**EXCERPT TO READ**
◇ ◇ ◇ ◇

2010-2014 MINI Clubman
We all (or everyone) knows the success that BMW had when it purchased the MINI brand from the ailing Rover group back in the 90s, especially it launched a new model of the Mini Hatch at the turn of the millennium while killing the original one which shouldered on for decades. So successful that numerous spin-off models were made available years after which expanded to the likes of a convertible, coupe, crossover, and wagon body styles. One of the vehicles that we are going to review today is the MINI Clubman, the third member of the family born after the hatchback and its convertible derivative.
Launched in 2007 as a Mini Hatch variant, the Clubman name was first used as a facelift of the classic MINI back in the 1970s, while wagons of the same era use the Traveller or Countryman (the latter became its own model in 2010). This wagon (or estate, as fondly called by the Brits) became the first model in the MINI range to feature suicide doors but was dropped in its 2015 redesign. Just like most models in the brand, one can get the regular version, diesel engines, supercharged models, and the JCW. This model had a "Clubvan" variant, a vehicle designed for commercial purposes, added in 2012.

◇ ◇ ◇ ◇

**MATERIAL SHOWN**
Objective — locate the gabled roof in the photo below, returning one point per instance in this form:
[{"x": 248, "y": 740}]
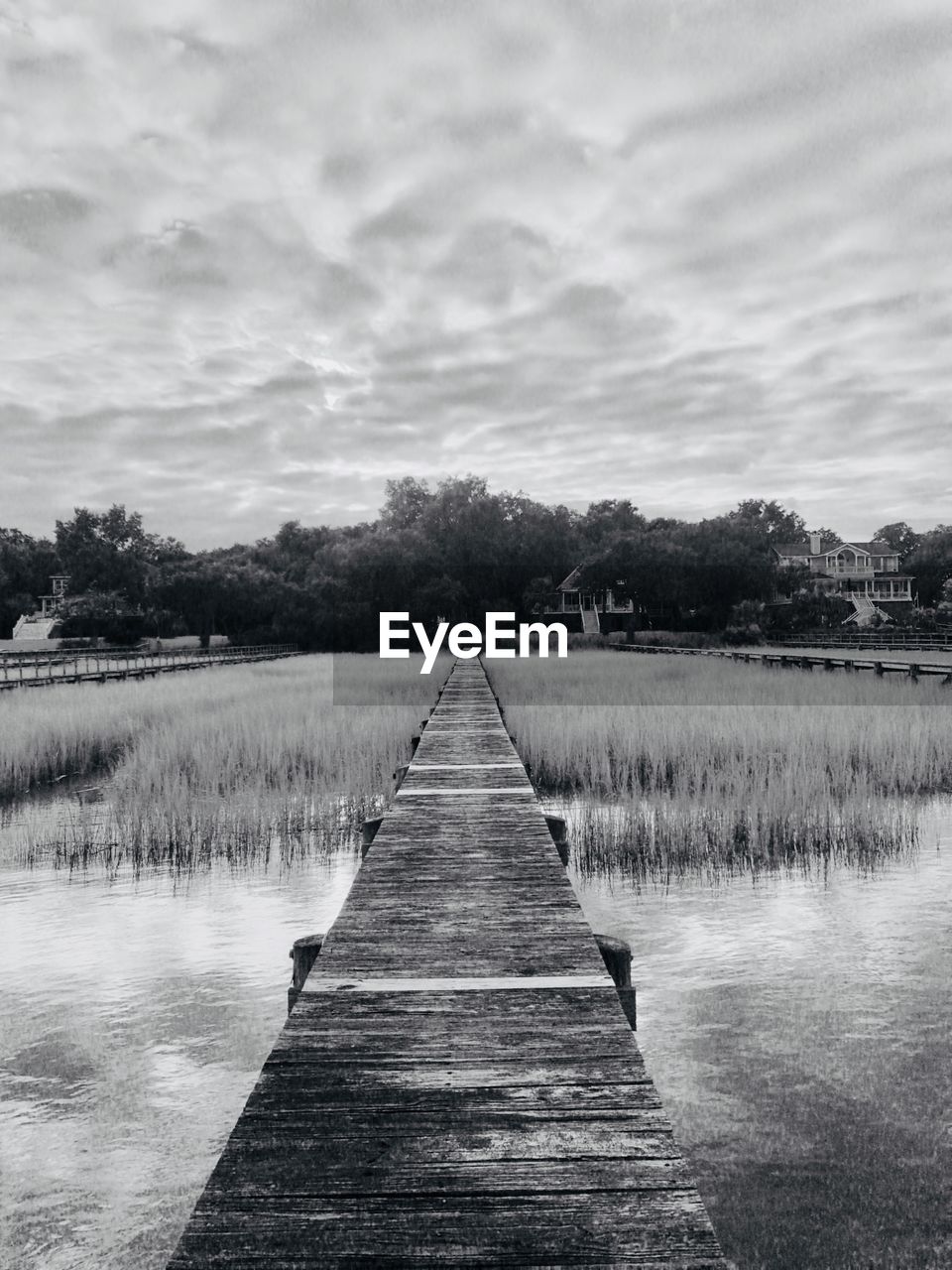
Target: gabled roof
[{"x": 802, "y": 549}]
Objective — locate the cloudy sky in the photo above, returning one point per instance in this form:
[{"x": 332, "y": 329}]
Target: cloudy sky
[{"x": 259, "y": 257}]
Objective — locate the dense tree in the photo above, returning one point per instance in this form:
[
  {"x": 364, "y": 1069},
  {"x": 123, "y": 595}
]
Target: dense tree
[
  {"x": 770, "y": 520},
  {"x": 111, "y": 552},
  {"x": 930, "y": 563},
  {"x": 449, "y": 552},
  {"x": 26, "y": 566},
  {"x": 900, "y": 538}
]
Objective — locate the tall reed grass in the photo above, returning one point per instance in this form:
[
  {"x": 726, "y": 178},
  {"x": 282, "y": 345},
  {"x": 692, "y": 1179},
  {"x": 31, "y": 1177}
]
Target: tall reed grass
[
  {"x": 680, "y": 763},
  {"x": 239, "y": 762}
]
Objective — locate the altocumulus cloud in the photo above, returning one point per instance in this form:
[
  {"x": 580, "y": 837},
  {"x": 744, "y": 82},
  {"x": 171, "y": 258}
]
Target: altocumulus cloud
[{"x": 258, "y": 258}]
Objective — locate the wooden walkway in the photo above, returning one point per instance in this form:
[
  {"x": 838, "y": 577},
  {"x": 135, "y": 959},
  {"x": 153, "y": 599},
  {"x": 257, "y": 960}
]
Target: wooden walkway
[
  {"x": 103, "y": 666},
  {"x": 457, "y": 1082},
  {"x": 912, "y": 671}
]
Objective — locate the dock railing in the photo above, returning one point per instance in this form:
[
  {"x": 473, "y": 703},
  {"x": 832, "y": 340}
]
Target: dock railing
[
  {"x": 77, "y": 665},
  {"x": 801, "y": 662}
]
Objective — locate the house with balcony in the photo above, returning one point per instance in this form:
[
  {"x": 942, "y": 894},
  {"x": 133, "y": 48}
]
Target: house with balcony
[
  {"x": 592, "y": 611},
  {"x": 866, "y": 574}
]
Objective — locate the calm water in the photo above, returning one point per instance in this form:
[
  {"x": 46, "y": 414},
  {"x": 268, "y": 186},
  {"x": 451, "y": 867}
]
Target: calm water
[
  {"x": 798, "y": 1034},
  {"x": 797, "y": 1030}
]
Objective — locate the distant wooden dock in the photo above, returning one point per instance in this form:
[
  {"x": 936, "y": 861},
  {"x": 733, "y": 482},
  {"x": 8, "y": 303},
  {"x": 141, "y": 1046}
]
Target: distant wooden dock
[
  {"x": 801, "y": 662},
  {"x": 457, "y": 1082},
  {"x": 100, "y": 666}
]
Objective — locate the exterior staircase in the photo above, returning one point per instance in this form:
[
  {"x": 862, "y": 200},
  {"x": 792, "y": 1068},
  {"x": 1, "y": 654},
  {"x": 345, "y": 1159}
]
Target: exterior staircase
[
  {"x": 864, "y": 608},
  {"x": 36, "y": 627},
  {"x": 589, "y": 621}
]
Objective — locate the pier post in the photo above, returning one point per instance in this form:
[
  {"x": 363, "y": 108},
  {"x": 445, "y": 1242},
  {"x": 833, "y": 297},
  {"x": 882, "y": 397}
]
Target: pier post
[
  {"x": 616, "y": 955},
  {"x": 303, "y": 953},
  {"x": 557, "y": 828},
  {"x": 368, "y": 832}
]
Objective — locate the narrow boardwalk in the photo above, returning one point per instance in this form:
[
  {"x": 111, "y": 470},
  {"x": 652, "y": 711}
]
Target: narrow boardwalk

◇ ◇ ◇ ◇

**EXERCISE DIRECTIONS**
Reproduce the MINI Clubman overview word for word from "2010-2014 MINI Clubman" to "its convertible derivative.". Rely only on the MINI Clubman overview.

**FULL SOLUTION**
2010-2014 MINI Clubman
We all (or everyone) knows the success that BMW had when it purchased the MINI brand from the ailing Rover group back in the 90s, especially it launched a new model of the Mini Hatch at the turn of the millennium while killing the original one which shouldered on for decades. So successful that numerous spin-off models were made available years after which expanded to the likes of a convertible, coupe, crossover, and wagon body styles. One of the vehicles that we are going to review today is the MINI Clubman, the third member of the family born after the hatchback and its convertible derivative.